USS ABRAHAM LINCOLN, At Sea (NNS) -- USS Abraham Lincoln (CVN 72), USS Cape St. George (CG 71) and USS Halsey (DDG 97) departed San Diego Sept. 11 to head west and begin their scheduled deployment to the 7th and 5th Fleet Areas of Responsibility (AORs).

While in the 7th Fleet AOR, a part of the globe covering more than 48 million square miles of the Pacific and Indian Oceans, the Lincoln Carrier Strike Group (CSG) will directly support the Navy's mission to promote peace, cooperation and regional stability, directly contributing to the growing prosperity and commerce in one of the busiest and most vital regions of the world.

During their transit, they are engaging in a myriad of exercises to help them continue to be an effective arm of U.S. diplomacy abroad.

Lincoln's first order of business was carrier qualifications. Carrier qualifications are a series of flight evolutions to ensure the ship, air wing and pilots are prepared for deployment. Pilots are typically required to complete four day landings and one landing at night to re-qualify.

"Pilots must continuously train and re-qualify each time they've been away from the ship for a prolonged period of time," said Cmdr. Jim Bell, Carrier Air Wing (CVW) 2 operations officer. "This ensures the ship and air wing team are ready to perform during the day and night safely, effectively and efficiently."

Cape St. George and Halsey performed complex air defense exercises, linking the networks of different Aegis platforms to establish airspace superiority and protection for the strike group.

"Air defense is paramount to the safety of the carrier and strike group. We are able to communicate using our various systems and work as a team to protect the ships from airborne threats anywhere in the world," said Lt. Cmdr. Sean Babbitt, Cape St. George's combat systems officer.

One of the great challenges in today's fully networked world is cyber defense. The strike group is continuously exercising drills in order to be able to protect, monitor, analyze, detect and respond to unauthorized activity within their computer networks.

YOUR TASKS
1: List every ship named in the article on the Lincoln Carrier Strike Group's deployment, each with its hull number.
2: Pick up the article on the Lincoln Carrier Strike Group's deployment where its last sentence ends and keep writing it.

EXCERPTED DATA
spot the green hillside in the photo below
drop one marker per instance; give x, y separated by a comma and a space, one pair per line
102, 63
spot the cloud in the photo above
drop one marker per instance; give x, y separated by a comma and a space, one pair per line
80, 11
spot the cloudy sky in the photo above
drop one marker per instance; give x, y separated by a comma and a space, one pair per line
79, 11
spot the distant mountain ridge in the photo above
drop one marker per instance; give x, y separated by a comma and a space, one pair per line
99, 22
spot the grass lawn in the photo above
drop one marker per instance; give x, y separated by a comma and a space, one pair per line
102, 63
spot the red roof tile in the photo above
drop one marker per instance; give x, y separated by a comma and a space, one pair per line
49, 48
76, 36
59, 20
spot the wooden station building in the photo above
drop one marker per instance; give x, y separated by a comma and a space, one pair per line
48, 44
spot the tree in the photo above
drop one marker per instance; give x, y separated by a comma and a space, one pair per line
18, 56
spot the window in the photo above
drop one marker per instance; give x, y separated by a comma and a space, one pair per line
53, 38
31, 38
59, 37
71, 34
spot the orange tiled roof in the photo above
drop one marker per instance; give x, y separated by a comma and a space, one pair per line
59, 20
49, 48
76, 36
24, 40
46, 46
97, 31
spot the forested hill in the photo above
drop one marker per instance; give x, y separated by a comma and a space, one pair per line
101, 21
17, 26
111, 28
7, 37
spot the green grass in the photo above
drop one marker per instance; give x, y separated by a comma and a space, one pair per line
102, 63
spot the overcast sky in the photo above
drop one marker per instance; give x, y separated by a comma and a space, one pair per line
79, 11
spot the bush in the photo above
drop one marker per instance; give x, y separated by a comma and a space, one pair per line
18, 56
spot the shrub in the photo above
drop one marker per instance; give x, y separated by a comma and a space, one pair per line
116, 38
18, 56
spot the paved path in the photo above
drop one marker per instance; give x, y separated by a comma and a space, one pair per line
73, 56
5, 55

* * *

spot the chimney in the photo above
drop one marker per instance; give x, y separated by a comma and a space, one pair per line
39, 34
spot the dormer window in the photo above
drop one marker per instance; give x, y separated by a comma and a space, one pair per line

WRITTEN RESPONSES
1:
- USS Abraham Lincoln (CVN 72)
- USS Cape St. George (CG 71)
- USS Halsey (DDG 97)

2:
"We are always continuing to evolve our networks. Protecting the network infrastructure against threats is a very important task especially considering intrusions into U.S. military networks has increased dramatically over the last decade," said Cmdr. Damian Blossey, Lincoln CSG's electronic warfare officer. "The drills we run help better prepare us in the event of an actual network intrusion to minimize the effects of the attack."

"The men and women wearing the uniform as maritime warriors are the essential components of a carrier strike group. Training is the key - the better trained we are, the easier it is to do those things that promote peace and stability in the maritime regions of the world," said Rear Adm. Mark Guadagnini, commander of Lincoln CSG.

CSG 9 consists of flagship Abraham Lincoln, embarked CVW 2, USS Cape St. George and the embarked Destroyer Squadron (DESRON) 9. Ships assigned to DESRON 9 include the Everett-based destroyers USS Momsen (DDG 92) and Shoup (DDG 86), as well as Halsey and USS Sterett (DDG 104), which will get underway from Naval Base San Diego in the near future.

For more news from USS Abraham Lincoln (CVN 72), visit www.navy.mil/local/cvn72/.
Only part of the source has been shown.